**Written instruction:**
Output the data that follows exactly, line for line.

(Object location annotation data)
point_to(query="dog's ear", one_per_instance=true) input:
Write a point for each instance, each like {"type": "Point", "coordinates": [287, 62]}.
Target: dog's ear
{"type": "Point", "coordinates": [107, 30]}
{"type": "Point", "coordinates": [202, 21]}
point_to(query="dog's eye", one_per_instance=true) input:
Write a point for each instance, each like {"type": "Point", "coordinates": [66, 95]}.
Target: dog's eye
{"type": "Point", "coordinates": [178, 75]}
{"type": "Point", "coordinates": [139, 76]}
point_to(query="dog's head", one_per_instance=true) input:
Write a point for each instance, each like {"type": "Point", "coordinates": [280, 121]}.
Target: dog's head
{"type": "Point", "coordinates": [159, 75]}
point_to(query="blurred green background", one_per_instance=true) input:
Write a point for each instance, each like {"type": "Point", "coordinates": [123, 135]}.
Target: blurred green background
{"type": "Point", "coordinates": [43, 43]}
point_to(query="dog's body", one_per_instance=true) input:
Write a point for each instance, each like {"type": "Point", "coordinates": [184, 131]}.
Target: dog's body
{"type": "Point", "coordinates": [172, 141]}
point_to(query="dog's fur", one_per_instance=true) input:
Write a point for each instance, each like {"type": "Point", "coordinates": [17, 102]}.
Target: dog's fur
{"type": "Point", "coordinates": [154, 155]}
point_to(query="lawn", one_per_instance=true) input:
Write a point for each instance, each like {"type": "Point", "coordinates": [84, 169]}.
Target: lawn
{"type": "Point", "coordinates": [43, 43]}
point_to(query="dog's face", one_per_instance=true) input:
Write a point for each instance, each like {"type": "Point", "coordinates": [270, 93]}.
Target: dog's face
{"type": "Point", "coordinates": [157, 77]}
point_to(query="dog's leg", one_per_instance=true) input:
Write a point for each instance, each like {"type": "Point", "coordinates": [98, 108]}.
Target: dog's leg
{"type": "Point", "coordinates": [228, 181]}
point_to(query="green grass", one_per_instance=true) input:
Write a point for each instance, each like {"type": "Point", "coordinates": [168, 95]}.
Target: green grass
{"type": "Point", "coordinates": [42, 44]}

**The output:**
point_to(query="dog's ear", one_per_instance=true) input:
Write a point for each instance, each like {"type": "Point", "coordinates": [287, 62]}.
Target: dog's ear
{"type": "Point", "coordinates": [107, 30]}
{"type": "Point", "coordinates": [202, 21]}
point_to(query="dog's eye", one_per_instance=true) input:
Write a point for each instance, each like {"type": "Point", "coordinates": [66, 95]}.
Target: dog's eye
{"type": "Point", "coordinates": [178, 75]}
{"type": "Point", "coordinates": [139, 76]}
point_to(query="dog's head", one_per_instance=true) input:
Write a point for each instance, each like {"type": "Point", "coordinates": [280, 121]}.
Target: dog's head
{"type": "Point", "coordinates": [159, 75]}
point_to(query="blurred green background", one_per_instance=true) input:
Write a point for each instance, each like {"type": "Point", "coordinates": [123, 135]}.
Target: blurred green background
{"type": "Point", "coordinates": [43, 43]}
point_to(query="dog's body", one_per_instance=true) input:
Write a point for each instance, each like {"type": "Point", "coordinates": [184, 131]}.
Target: dog's body
{"type": "Point", "coordinates": [172, 141]}
point_to(query="dog's fur", one_per_instance=true) input:
Write a point for each instance, each like {"type": "Point", "coordinates": [17, 102]}.
Target: dog's fur
{"type": "Point", "coordinates": [154, 155]}
point_to(query="lawn", one_per_instance=true) input:
Write a point for each instance, each like {"type": "Point", "coordinates": [84, 169]}.
Target: lawn
{"type": "Point", "coordinates": [43, 43]}
point_to(query="dog's face", one_per_instance=true) input:
Write a point for each instance, each like {"type": "Point", "coordinates": [270, 93]}.
Target: dog's face
{"type": "Point", "coordinates": [157, 77]}
point_to(query="dog's leg", one_per_instance=true) input:
Write a point for each instance, each like {"type": "Point", "coordinates": [98, 108]}.
Target: dog's leg
{"type": "Point", "coordinates": [228, 181]}
point_to(query="green grass", one_per_instance=true) input:
Write a point for each instance, each like {"type": "Point", "coordinates": [168, 95]}.
Target: green grass
{"type": "Point", "coordinates": [42, 44]}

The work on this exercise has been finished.